Items from a dataset:
------------------------------------

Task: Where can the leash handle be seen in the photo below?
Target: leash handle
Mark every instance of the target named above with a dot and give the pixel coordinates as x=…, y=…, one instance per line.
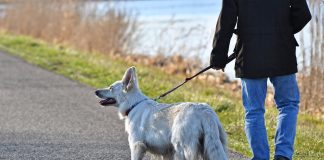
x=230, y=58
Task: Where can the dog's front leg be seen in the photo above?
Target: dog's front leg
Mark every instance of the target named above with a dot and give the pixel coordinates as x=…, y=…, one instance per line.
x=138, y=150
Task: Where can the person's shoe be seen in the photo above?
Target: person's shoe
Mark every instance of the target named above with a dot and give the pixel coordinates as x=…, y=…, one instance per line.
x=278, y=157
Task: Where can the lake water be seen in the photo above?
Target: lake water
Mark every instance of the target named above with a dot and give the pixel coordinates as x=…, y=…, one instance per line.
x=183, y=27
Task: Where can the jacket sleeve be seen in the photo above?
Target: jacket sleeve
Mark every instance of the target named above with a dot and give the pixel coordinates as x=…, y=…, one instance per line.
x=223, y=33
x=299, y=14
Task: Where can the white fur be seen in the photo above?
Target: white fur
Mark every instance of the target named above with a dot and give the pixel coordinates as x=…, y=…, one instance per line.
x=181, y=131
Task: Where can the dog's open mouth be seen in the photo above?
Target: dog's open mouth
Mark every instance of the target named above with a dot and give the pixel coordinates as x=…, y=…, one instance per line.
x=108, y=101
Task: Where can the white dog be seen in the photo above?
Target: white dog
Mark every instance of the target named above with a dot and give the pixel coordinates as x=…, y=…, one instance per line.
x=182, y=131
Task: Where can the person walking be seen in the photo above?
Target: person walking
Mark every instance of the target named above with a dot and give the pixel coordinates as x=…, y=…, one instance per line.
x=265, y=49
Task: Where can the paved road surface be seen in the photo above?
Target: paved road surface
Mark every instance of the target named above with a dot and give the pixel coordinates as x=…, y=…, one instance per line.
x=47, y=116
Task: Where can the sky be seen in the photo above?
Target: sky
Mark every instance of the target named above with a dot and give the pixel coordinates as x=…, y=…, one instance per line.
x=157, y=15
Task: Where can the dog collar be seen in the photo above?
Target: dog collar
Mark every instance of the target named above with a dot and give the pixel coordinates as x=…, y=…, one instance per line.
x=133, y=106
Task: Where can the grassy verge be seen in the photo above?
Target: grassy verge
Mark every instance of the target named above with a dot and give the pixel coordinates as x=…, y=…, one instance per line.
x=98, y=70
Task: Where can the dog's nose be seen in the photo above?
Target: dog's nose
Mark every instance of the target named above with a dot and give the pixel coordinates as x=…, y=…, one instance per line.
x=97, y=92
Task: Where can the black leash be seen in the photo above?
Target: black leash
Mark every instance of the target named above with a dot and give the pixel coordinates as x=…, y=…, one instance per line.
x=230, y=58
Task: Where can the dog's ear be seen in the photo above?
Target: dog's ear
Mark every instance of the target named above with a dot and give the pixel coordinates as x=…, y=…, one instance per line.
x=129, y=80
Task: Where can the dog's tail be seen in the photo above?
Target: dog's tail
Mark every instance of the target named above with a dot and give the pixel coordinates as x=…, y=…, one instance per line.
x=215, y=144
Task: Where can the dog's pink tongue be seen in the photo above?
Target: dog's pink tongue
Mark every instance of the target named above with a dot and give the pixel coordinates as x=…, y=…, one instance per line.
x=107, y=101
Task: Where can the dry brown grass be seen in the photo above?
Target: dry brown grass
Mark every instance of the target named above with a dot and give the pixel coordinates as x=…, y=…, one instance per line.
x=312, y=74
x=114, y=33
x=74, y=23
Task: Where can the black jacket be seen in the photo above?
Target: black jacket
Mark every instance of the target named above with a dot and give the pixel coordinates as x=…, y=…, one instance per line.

------------------------------------

Copy out all of the material above word for word, leaving out the picture.

Task: Where can the leash handle be seen in the photo below?
Target: leash handle
Mark every instance of the target named above with a dot and give the pixel coordinates as x=…, y=…, one instance per line.
x=230, y=58
Task: Where can the dog's front leg be seen in the photo above?
Target: dog's front leg
Mark every instance of the target named above with a dot and give the pixel coordinates as x=…, y=…, one instance per line.
x=138, y=150
Task: Where can the person's shoe be seen in the photo above?
Target: person's shoe
Mark every instance of the target named above with a dot and give the pixel coordinates as x=…, y=…, one instance per line.
x=278, y=157
Task: Where can the lake water be seen in the photo above?
Target: lake water
Mark every instance of the target named above with a dot and give the pixel coordinates as x=…, y=…, one instance per line.
x=183, y=27
Task: Where can the jacket sleeve be seen in the photo above?
Target: jacket sleeve
Mark every instance of the target named above with a dot and give the pixel coordinates as x=…, y=…, one instance per line.
x=223, y=33
x=299, y=14
Task: Where can the white fur be seen in the photo above?
Target: white fur
Mark every instance of the target named above with a dot and give the pixel coordinates as x=…, y=…, one instance per line.
x=181, y=131
Task: Where can the dog's open mouth be seen in the photo above?
Target: dog's open mouth
Mark every instance of the target named above with a dot and give the pixel coordinates as x=…, y=…, one instance per line.
x=108, y=101
Task: Where can the white dog be seen in the photo above?
Target: white dog
Mark every instance of the target named above with a dot and give the pixel coordinates as x=…, y=…, one instance per line.
x=182, y=131
Task: Where can the person walking be seen in the photo above?
Target: person walking
Mark every instance of the target named above with a dot and give the pixel coordinates as x=…, y=…, one instance per line.
x=265, y=49
Task: Where can the paved road surface be seen in the photo above?
Target: paved road surface
Mark every instance of the target named above with a dot and give the pixel coordinates as x=…, y=…, one instance per line.
x=47, y=116
Task: Where can the sky be seen in the photo above?
Target: sky
Mark every instance of the target named above with a dot and give the pixel coordinates as x=…, y=…, one instance per line.
x=157, y=15
Task: Where can the dog collar be seen in the photo above?
Target: dog collar
Mark every instance of the target named above with a dot and give the pixel coordinates as x=…, y=…, one instance per line.
x=133, y=106
Task: Where can the grassy verge be seen in the photo above?
Target: grassy verge
Mark every instance of the target named above with a dot and give the pixel coordinates as x=…, y=…, one instance per line.
x=98, y=70
Task: Where can the dog's nose be seen in the photo above?
Target: dog's nose
Mark every instance of the target named above with a dot and give the pixel coordinates as x=…, y=…, one instance per line.
x=97, y=92
Task: Where can the black leash be seen in the photo above?
Target: black leash
Mark every instance of the target named above with a dot and give the pixel coordinates as x=…, y=…, one instance per line.
x=230, y=58
Task: Where can the dog's ear be seen in the photo above?
Target: dog's ear
Mark every instance of the target named above with a dot and give the pixel coordinates as x=…, y=…, one instance per line.
x=129, y=80
Task: Where can the dog's tail be seen in the photo above?
Target: dog's tail
Mark every instance of the target named above with a dot and give the pixel coordinates as x=…, y=…, one instance per line.
x=215, y=144
Task: Where can the dog's pink tongue be seen in the photo above?
Target: dog's pink tongue
Mark every instance of the target named above with a dot and give the pixel coordinates as x=…, y=…, one instance per line.
x=107, y=101
Task: Where can the dry brown grass be seen in the photo above?
Target: dry brown grass
Mark every instance of the target named above with a dot and give the pixel coordinates as x=…, y=…, one instance per line.
x=312, y=74
x=114, y=33
x=74, y=23
Task: Where can the black jacket be seen in the photo above?
Target: black jacket
Mark every instance of the target named above with a dot and give the pixel coordinates as x=…, y=…, one instance per line.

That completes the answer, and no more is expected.